Document excerpt –
==============================

Nadalin’s work focuses primarily on the grotesque and monstrous as an avenue towards expressing and exorcising social and personal anxieties. His art is primarily narrative in approach, although the conditions of these narratives tend to be ambiguous and undefined. Often, there is a lack of grounding context as figures fill a nebulous space, which highlights the disquieting nature of their interaction. His pieces are inhabited by twisted souls who trip over their own humanity. The body is often a scene of grotesque comedy, exploding in joy or hidden in shame. Iconography from Medieval art often serves as a departure point for Nadalin’s work.

In his working process, he strives to forgo sketching and planning for a more direct approach which allows him to fully engage and revel in the fluctuation of consciousness which he experiences during the composing process, during which his hand alternately seems to move of its own power, the line becoming an independent agent, and at other times tightens in self-consciousness before a crucial graphic decision. Nadalin often find himself working in a space of tension between the spontaneous and the exacting.

Etching has been the primary medium of his recent work; its reliance on line as the main means of expression engages the artist on a visceral level. Printmaking forms the bulk of his artistic expression, and he is well versed in techniques of linocut, monotype, drypoint, and silkscreen.

==============================

Source material –
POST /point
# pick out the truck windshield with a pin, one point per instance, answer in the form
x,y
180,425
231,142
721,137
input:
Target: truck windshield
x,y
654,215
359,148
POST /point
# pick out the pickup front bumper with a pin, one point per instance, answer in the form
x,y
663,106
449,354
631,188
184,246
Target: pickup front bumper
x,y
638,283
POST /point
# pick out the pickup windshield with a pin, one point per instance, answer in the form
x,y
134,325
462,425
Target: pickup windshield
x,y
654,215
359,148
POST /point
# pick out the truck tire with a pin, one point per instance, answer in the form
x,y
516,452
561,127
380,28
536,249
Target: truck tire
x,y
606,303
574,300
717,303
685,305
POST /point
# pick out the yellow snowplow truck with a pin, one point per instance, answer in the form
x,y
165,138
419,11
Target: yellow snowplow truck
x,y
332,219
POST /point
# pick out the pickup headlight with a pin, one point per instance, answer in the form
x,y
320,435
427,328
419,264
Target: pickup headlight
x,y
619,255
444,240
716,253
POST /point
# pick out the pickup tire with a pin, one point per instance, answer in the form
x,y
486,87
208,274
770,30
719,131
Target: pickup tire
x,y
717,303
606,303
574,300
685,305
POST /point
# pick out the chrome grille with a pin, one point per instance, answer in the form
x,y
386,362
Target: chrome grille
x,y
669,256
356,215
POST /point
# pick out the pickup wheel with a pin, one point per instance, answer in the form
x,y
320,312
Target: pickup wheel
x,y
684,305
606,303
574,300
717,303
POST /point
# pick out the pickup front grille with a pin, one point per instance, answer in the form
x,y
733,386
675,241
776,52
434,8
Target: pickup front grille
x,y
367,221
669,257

==============================

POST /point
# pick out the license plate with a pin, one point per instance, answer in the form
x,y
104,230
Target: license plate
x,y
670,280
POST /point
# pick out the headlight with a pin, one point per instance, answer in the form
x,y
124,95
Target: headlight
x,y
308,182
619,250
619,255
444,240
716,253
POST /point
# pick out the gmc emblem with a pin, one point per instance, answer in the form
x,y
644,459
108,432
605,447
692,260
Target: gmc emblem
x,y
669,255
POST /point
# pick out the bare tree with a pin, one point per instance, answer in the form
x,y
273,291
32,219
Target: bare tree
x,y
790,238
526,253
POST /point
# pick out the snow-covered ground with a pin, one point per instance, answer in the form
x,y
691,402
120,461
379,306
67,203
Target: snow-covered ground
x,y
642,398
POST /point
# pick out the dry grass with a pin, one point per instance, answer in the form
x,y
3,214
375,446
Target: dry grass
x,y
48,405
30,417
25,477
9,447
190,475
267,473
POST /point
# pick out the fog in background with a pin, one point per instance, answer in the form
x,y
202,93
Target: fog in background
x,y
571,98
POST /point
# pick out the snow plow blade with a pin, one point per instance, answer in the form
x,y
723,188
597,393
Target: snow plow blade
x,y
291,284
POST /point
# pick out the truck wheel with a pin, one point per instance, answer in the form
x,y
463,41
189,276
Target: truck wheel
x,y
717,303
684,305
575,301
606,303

==============================

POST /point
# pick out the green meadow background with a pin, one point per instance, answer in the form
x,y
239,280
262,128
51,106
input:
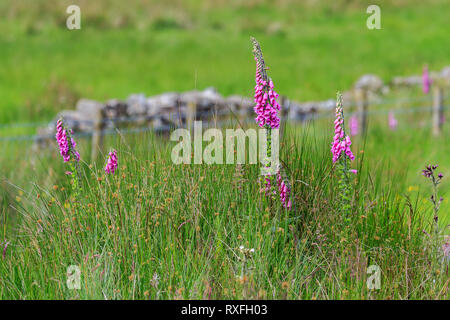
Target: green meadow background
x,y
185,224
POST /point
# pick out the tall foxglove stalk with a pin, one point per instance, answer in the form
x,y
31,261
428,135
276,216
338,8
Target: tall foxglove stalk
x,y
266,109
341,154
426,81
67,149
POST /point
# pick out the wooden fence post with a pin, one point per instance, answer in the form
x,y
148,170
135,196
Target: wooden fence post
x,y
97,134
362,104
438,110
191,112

==============================

Directions –
a - From the artist statement, set down the passage that starts with the words containing "In his working" and ends with "and the exacting.".
b - Identify every line in the records that contains the word "emblem", and copy each of those lines.
The artist statement and the records come from unrelated sources.

Task solutions –
a -
In his working process, he strives to forgo sketching and planning for a more direct approach which allows him to fully engage and revel in the fluctuation of consciousness which he experiences during the composing process, during which his hand alternately seems to move of its own power, the line becoming an independent agent, and at other times tightens in self-consciousness before a crucial graphic decision. Nadalin often find himself working in a space of tension between the spontaneous and the exacting.

b -
# pick out the gmc emblem with a pin, one point per instance, answer in the form
Target: gmc emblem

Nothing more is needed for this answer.